• **Set task**: From the line with "of the clear" through the final line, please write out the listing exactly, including both of those lines.

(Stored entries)

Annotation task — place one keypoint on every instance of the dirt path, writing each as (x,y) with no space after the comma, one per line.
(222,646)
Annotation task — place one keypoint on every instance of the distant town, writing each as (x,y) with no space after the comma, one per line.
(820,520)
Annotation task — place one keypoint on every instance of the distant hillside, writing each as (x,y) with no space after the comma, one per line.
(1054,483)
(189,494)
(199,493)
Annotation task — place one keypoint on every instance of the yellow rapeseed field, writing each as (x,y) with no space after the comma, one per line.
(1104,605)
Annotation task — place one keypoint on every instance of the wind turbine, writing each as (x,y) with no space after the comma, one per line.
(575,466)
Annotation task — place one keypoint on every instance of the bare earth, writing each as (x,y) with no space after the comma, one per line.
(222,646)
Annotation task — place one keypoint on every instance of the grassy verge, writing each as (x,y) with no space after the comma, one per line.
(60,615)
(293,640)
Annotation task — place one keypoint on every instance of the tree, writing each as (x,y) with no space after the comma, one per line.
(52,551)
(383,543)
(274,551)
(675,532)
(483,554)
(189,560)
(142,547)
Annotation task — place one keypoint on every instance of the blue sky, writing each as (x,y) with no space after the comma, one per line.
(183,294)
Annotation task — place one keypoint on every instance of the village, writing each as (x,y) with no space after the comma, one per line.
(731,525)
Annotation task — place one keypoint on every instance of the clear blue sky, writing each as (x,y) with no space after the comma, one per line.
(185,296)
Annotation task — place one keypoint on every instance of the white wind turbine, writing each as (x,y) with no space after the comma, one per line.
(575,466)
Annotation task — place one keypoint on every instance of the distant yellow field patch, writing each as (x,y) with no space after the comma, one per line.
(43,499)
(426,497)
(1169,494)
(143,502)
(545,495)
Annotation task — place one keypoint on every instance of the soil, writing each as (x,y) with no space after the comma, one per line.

• **Written reply**:
Annotation task — place one keypoint on every instance of the clear blue sky, writing each as (x,y) with no space after the comma, one per line.
(185,296)
Annotation task — place one keypoint on every instance of the white wind turbine, writing each as (x,y) with no space after the comma, one per line.
(575,466)
Annotation task — place one keypoint on every instance of the distant yellow field patch, writing each as (x,y) with no space after the comma, one per line.
(43,499)
(426,497)
(1169,494)
(143,502)
(545,495)
Annotation task — place one keypoint on every instance of the soil, writing each as (x,y) with no space after the comma, one per line.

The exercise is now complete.